### Records supplied
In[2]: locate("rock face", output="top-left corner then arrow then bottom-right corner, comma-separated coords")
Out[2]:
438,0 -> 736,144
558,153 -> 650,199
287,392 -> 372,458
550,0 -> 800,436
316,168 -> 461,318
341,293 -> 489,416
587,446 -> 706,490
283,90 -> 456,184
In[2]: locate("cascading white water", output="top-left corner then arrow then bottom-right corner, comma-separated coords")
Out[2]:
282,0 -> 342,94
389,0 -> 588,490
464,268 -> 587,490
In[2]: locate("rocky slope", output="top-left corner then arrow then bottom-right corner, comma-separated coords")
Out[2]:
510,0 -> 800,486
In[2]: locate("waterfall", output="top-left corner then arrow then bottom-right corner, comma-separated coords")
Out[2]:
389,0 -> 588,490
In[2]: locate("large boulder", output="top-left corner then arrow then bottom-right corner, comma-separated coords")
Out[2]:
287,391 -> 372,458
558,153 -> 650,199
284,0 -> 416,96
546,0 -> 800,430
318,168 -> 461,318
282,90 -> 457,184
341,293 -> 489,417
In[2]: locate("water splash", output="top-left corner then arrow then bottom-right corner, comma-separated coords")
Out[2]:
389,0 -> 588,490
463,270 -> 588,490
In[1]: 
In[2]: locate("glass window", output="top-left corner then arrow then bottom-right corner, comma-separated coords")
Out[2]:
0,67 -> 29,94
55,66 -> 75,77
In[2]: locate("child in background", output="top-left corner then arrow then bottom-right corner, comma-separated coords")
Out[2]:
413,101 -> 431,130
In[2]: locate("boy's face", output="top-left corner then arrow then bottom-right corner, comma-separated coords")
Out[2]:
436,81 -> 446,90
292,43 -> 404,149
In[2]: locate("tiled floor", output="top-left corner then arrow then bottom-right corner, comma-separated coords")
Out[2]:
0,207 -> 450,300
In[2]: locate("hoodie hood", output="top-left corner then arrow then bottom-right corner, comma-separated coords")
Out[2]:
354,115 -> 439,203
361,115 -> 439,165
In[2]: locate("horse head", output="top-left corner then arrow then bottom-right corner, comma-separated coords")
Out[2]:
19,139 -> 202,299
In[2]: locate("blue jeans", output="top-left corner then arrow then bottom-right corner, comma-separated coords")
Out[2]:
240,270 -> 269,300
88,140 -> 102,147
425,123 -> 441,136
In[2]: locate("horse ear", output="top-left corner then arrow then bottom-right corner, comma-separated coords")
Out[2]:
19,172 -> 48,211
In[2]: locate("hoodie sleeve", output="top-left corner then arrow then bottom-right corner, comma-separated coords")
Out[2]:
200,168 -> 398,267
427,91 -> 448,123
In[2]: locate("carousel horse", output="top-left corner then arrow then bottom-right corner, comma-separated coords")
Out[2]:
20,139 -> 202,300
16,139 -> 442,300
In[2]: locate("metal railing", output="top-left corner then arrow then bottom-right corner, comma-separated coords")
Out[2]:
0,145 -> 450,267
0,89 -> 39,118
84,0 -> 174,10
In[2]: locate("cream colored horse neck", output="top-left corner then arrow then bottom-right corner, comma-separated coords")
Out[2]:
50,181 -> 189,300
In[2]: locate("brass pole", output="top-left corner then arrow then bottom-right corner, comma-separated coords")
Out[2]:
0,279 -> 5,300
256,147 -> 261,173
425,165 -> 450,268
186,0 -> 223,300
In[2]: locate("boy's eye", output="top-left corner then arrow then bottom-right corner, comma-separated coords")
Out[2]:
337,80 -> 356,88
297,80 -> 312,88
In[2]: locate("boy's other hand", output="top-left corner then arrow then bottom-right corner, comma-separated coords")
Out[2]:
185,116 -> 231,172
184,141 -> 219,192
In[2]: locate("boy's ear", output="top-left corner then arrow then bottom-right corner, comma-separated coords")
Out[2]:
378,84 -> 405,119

### Work instructions
Please turn the material above into a numbered list, starting from its first line and ending with the line that contains "19,139 -> 202,299". Leave out any blank lines.

### Answer to the problem
1. In[2]: locate("rock face", output="top-left corner then arrow then bottom-right corner, comma-separated coords")
2. Out[2]:
3. 438,0 -> 736,144
4. 558,153 -> 650,199
5. 287,392 -> 372,458
6. 550,0 -> 800,436
7. 316,168 -> 461,318
8. 341,293 -> 489,416
9. 587,446 -> 706,490
10. 283,90 -> 456,184
11. In[2]: locate("cascading white water", output="top-left corner then arrow then bottom-right corner, comma-separated coords")
12. Out[2]:
13. 282,0 -> 342,94
14. 389,0 -> 588,490
15. 464,268 -> 587,490
16. In[2]: locate("rocky slope", output="top-left corner then arrow then bottom-right corner, comma-separated coords")
17. Out[2]:
18. 510,0 -> 800,486
19. In[2]: locate("waterfall", output="top-left corner then arrow then bottom-right corner, comma-separated coords")
20. Out[2]:
21. 389,0 -> 588,490
22. In[2]: locate("large boulder", output="top-left corner then arrow then bottom-right corner, comma-separated coords")
23. Out[2]:
24. 287,391 -> 372,458
25. 558,153 -> 650,199
26. 284,0 -> 416,96
27. 546,0 -> 800,430
28. 318,168 -> 461,318
29. 282,90 -> 457,184
30. 341,293 -> 489,417
31. In[2]: locate("water splash", output="top-left corner then arrow then bottom-right corner, comma-separated coords")
32. Out[2]:
33. 389,0 -> 588,490
34. 463,270 -> 588,490
35. In[1]: 
36. In[2]: locate("glass window", output="top-left corner then arrow then bottom-right corner, comma-separated coords")
37. Out[2]:
38. 0,67 -> 29,94
39. 55,66 -> 75,77
40. In[2]: locate("child in background", output="top-left corner then arrow then bottom-right corner, comma-separated coords")
41. Out[2]:
42. 413,101 -> 431,130
43. In[2]: locate("boy's face", output="top-left corner then arrow then bottom-right corner, comma-separated coords")
44. Out[2]:
45. 436,81 -> 446,90
46. 292,43 -> 404,149
47. In[2]: locate("tiled floor", output="top-left corner then arrow then bottom-right corner, comma-separated coords")
48. Out[2]:
49. 0,207 -> 450,300
50. In[2]: locate("hoodie hood", output="top-left corner then arrow then bottom-right corner, comma-separated coords")
51. Out[2]:
52. 354,115 -> 439,203
53. 361,115 -> 439,165
54. In[2]: locate("horse head", output="top-left corner then arrow then bottom-right corner, comma-separated coords")
55. Out[2]:
56. 19,139 -> 202,299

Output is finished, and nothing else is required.